TASK TO CARRY OUT: Please rewrite the data below from the line with "Guideline: mark the rower in" to the line with "[[110, 29]]", both included. Leave the requests and their format samples unchanged, and scale every point coordinate in the answers by 2.35, rounding to whole numbers with halves going up. Return only those lines.

▼

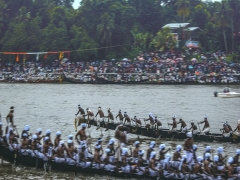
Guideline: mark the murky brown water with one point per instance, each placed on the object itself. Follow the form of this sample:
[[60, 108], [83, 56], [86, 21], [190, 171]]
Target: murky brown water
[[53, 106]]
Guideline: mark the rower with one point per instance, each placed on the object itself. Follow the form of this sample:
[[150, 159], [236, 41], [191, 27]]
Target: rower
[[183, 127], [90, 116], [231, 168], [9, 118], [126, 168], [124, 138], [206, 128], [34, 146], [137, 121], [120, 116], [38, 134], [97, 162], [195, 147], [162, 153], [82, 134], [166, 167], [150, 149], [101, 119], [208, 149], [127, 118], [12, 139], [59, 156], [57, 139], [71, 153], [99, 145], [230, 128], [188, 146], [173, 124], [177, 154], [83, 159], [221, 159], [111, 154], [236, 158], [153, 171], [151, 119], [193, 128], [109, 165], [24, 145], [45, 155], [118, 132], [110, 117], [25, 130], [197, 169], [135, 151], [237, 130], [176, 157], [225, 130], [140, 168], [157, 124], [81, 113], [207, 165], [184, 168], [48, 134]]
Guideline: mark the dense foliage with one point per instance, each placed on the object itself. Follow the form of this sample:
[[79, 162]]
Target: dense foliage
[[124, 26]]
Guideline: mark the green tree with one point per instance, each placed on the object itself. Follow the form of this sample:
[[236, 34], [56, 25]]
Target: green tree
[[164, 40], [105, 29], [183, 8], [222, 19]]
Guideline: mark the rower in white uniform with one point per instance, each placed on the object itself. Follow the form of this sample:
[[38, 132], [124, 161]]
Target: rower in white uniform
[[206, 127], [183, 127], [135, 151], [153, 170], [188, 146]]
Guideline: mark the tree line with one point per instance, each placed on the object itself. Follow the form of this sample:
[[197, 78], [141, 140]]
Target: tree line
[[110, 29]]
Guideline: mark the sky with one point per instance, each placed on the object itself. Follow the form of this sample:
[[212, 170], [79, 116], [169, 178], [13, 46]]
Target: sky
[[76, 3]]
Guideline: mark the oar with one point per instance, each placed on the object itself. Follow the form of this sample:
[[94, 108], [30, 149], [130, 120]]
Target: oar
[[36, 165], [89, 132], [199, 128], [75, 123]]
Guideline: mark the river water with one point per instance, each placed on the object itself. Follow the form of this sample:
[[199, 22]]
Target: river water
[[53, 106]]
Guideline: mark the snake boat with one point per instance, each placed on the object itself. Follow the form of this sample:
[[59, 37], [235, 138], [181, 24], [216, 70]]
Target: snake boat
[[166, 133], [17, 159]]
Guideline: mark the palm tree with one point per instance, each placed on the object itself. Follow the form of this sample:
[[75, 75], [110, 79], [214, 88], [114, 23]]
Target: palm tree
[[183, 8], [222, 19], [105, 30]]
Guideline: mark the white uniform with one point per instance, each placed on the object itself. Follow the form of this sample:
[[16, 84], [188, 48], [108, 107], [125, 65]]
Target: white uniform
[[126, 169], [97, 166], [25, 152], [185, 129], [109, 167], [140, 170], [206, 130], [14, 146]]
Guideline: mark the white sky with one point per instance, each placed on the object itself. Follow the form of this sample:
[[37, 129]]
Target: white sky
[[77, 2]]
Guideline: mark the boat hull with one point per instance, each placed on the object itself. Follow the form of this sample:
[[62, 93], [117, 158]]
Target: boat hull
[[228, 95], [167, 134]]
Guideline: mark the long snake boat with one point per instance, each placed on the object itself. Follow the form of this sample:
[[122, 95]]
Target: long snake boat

▲

RESULT:
Guideline: mark the rower in white uniform with one point per instance, each placed on the object itself. Follow the form of this sample:
[[38, 132], [124, 161]]
Target: rower in white uniform
[[484, 298], [430, 298], [317, 355], [360, 400], [442, 343]]
Guideline: mark the tree line with one point per instance, each placed on the object itself. Follow the form of this sample:
[[197, 78], [141, 140]]
Target: tree line
[[259, 68]]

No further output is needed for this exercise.